» What you need to do
Send back the data below exactly. Drop every picture.
######
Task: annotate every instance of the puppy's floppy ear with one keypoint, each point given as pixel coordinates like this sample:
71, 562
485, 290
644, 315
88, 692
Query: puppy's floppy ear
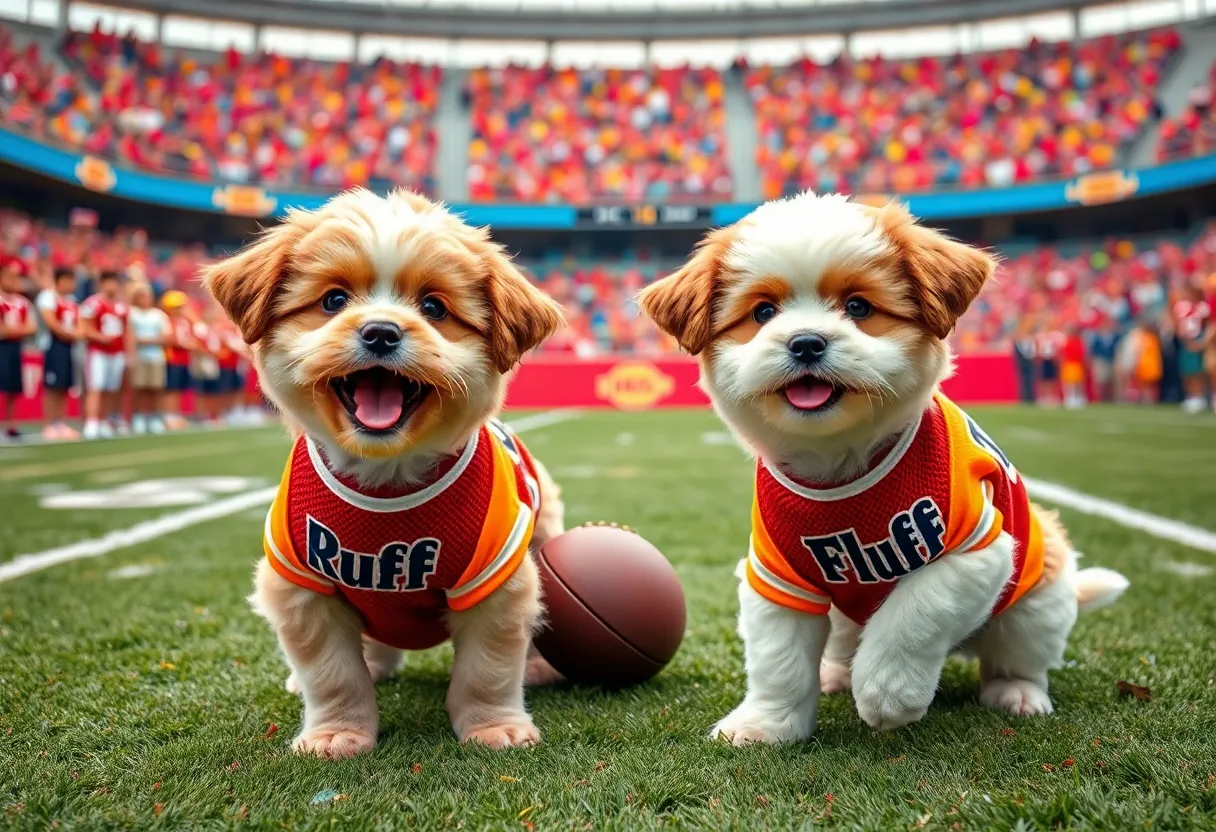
247, 284
946, 274
521, 315
682, 303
######
» Task solution
Task: annotate every instance of the puppy's floppy ear with one keypoint, each point given as pixel coordinates like this sample:
71, 562
485, 290
644, 315
88, 692
Query: puppy's floppy ear
247, 284
946, 274
521, 315
682, 303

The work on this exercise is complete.